SOURCE RECORDS START

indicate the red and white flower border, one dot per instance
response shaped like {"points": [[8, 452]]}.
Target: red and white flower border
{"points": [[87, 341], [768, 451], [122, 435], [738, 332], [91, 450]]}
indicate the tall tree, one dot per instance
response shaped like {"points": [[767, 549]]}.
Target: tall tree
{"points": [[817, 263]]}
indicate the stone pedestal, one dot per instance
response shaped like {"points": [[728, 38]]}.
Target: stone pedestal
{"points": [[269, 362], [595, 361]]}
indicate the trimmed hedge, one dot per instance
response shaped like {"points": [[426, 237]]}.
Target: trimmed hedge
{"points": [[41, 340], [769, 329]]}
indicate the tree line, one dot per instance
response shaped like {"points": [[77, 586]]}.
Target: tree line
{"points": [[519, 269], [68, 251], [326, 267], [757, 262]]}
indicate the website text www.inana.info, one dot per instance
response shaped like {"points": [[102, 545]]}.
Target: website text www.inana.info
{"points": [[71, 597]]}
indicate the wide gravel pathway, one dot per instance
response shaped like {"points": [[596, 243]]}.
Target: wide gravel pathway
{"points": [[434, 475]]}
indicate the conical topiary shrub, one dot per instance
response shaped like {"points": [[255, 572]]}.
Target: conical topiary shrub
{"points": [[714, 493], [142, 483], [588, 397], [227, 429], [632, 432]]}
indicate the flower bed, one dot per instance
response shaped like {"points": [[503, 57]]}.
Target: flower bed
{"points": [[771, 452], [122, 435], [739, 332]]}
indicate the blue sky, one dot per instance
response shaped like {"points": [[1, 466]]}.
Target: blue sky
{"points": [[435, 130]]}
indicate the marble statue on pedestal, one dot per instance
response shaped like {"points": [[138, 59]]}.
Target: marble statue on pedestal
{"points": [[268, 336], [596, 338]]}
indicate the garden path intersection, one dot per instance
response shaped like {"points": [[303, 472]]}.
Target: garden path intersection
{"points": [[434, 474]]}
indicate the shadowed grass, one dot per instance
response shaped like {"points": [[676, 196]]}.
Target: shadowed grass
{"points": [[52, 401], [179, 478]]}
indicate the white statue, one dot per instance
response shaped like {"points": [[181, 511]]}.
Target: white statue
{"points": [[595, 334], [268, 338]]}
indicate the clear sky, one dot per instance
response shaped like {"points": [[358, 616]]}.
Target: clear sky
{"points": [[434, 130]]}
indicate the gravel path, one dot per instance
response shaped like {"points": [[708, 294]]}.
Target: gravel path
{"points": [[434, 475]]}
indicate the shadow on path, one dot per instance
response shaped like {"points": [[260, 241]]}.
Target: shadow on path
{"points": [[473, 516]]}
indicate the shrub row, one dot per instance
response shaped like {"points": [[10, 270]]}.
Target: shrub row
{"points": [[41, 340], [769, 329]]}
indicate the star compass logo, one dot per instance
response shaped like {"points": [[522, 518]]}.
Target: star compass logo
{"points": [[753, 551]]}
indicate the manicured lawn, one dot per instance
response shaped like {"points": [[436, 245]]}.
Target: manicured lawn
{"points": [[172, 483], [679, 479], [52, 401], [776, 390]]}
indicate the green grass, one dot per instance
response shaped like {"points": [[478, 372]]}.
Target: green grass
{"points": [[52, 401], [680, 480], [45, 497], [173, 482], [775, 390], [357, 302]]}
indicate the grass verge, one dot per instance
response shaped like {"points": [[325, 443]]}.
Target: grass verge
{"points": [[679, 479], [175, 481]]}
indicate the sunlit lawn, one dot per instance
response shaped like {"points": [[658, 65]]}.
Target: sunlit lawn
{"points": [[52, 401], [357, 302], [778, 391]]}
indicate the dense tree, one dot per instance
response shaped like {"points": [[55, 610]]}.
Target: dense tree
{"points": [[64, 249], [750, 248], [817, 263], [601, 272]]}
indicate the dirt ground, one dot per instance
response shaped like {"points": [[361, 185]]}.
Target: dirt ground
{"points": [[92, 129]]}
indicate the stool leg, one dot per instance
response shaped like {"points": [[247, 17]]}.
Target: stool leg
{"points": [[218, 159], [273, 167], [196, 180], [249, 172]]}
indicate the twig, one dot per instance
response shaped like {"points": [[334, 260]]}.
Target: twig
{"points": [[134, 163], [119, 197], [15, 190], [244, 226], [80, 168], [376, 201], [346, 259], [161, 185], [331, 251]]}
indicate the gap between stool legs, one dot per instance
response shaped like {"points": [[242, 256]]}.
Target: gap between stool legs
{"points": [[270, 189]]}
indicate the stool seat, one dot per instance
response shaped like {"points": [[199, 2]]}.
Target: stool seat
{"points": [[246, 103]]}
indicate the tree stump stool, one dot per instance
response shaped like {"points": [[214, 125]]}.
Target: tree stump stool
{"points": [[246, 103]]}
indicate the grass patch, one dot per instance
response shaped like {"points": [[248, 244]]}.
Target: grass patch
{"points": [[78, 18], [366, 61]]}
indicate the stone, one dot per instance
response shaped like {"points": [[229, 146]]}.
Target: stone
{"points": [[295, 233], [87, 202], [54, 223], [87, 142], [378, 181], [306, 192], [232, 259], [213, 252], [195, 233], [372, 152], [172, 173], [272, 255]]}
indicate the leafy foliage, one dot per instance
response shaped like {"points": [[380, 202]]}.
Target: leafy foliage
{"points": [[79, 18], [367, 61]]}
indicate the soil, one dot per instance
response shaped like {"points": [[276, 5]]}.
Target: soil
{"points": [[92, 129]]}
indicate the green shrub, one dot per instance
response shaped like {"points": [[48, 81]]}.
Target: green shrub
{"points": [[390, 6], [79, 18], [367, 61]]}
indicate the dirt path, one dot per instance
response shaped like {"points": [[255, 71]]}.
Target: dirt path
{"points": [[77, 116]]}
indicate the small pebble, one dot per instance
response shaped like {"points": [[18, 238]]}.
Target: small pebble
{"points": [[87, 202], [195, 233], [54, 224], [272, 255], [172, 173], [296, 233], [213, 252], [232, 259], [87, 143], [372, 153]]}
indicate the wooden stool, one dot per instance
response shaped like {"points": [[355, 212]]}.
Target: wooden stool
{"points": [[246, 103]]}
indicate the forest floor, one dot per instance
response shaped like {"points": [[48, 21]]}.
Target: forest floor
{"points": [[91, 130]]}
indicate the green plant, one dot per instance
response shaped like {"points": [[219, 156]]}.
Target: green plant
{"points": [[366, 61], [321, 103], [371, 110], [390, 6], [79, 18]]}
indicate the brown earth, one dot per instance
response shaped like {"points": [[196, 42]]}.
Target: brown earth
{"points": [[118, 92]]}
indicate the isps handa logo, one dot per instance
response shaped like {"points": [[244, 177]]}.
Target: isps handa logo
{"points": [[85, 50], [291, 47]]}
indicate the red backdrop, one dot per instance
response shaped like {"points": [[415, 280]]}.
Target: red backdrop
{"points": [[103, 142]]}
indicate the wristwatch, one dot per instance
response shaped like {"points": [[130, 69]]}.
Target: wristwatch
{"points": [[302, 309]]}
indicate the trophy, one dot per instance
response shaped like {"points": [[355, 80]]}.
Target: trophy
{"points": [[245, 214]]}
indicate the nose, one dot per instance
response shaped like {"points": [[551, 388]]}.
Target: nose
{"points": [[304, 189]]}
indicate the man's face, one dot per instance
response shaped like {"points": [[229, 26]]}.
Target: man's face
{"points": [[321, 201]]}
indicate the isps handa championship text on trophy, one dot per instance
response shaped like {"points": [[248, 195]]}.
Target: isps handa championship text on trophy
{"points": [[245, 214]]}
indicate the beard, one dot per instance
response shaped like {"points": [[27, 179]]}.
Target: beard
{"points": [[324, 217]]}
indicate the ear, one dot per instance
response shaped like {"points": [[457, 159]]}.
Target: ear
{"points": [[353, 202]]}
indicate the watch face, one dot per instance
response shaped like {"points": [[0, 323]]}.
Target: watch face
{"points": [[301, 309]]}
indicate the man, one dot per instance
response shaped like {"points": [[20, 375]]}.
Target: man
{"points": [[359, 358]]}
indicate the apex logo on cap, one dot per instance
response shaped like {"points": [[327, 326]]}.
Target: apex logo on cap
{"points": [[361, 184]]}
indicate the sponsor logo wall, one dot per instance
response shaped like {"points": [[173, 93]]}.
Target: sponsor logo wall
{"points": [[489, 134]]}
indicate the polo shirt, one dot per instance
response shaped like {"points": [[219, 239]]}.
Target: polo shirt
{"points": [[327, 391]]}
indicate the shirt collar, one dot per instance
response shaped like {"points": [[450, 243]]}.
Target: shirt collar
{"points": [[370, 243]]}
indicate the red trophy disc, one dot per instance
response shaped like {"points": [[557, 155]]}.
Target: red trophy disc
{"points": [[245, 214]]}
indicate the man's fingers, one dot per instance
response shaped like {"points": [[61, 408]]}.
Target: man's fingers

SOURCE RECORDS END

● ASSIGNMENT
Give back precisely the lines above that start at the line containing "Target: brown earth" and end at the line containing "indicate the man's face, one dot per instance", inclusive. No other lines belong in the output.

● REPLY TO THE TASK
Target: brown earth
{"points": [[118, 92]]}
indicate the isps handa logo, one dot per instance
response shaped like {"points": [[244, 177]]}.
Target: isps handa logo
{"points": [[85, 50], [291, 47]]}
indicate the red backdrop, one dot per instance
response shaped like {"points": [[415, 280]]}.
Target: red backdrop
{"points": [[103, 142]]}
indicate the wristwatch, one dot per instance
response shaped like {"points": [[130, 69]]}.
Target: wristwatch
{"points": [[302, 309]]}
indicate the trophy, one dot per instance
response shaped like {"points": [[355, 80]]}.
Target: trophy
{"points": [[245, 214]]}
indicate the nose, one dot per instance
response shaped like {"points": [[551, 388]]}.
Target: nose
{"points": [[304, 189]]}
indicate the man's face, one dot per instance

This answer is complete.